Using the listing below, determine the count of lines with the word "yellow" and reply only with it.

--- Records shown ---

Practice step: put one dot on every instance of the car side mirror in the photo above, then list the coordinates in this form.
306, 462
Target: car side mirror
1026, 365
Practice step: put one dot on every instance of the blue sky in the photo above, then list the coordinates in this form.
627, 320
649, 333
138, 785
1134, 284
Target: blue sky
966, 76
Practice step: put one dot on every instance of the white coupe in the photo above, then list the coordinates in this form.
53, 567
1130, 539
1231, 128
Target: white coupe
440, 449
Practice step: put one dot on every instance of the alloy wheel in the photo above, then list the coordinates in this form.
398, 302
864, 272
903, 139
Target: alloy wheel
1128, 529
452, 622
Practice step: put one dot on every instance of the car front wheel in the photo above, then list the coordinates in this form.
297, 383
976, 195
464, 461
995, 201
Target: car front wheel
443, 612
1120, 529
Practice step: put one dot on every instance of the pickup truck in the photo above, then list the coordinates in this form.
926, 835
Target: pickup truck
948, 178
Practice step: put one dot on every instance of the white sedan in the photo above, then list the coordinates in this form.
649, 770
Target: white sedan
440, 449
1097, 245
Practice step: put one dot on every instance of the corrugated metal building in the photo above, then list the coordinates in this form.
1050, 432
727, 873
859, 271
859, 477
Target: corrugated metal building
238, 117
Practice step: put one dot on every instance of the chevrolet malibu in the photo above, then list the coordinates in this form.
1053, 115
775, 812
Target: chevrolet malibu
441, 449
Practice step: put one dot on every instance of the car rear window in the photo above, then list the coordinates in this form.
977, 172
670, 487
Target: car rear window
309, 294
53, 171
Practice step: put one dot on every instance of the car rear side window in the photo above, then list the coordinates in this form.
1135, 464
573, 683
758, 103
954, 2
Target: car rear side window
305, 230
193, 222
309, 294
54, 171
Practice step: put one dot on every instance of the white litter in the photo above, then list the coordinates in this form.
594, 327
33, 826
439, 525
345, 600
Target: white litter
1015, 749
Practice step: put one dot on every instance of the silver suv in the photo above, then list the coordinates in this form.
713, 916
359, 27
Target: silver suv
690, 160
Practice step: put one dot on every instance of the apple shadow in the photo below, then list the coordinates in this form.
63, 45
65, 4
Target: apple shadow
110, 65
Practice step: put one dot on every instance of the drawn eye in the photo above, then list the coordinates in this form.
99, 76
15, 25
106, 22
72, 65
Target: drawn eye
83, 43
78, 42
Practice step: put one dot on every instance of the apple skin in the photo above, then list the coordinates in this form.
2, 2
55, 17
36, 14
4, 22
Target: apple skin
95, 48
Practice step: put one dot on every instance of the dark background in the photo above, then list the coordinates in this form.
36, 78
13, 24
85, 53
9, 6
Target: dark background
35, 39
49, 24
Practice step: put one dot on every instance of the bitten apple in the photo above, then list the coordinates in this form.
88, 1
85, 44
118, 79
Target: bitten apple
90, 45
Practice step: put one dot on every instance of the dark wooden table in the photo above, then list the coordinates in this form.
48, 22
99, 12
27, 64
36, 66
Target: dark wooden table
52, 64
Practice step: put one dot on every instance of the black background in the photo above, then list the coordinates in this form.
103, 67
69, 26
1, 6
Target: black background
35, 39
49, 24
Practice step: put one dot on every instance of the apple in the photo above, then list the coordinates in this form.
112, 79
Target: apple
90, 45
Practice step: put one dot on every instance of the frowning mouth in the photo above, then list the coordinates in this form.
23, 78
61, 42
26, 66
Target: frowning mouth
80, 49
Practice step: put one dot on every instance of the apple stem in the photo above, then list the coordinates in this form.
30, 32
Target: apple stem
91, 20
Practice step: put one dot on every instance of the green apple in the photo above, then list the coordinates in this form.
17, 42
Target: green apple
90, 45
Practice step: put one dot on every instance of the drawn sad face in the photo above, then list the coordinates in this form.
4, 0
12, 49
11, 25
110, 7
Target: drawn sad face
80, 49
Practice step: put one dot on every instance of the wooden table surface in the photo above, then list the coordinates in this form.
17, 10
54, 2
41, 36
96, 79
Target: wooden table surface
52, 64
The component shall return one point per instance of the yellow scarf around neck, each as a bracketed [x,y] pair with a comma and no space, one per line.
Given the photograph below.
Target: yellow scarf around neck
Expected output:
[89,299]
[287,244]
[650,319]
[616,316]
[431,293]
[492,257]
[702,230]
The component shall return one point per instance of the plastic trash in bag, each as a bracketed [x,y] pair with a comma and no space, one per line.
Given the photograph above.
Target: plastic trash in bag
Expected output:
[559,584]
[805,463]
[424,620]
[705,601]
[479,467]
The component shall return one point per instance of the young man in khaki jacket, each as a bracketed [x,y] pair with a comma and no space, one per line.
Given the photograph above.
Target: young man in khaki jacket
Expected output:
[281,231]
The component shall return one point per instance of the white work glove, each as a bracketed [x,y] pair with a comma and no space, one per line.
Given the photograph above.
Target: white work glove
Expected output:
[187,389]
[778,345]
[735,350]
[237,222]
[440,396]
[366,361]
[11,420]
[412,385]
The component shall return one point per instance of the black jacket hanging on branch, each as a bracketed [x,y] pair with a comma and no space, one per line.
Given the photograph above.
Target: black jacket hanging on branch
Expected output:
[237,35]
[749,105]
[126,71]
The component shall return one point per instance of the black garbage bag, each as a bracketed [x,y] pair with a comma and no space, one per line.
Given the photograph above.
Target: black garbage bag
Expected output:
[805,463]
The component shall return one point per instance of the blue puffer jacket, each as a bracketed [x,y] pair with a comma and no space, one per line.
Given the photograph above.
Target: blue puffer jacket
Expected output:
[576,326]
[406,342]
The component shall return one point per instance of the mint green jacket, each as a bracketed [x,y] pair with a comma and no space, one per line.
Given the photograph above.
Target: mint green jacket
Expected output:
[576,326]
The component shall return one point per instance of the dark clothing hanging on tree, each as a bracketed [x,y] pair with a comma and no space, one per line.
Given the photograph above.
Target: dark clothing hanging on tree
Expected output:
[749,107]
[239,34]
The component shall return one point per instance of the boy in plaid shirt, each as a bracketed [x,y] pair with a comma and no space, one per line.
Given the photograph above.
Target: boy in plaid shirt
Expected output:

---

Solution = 2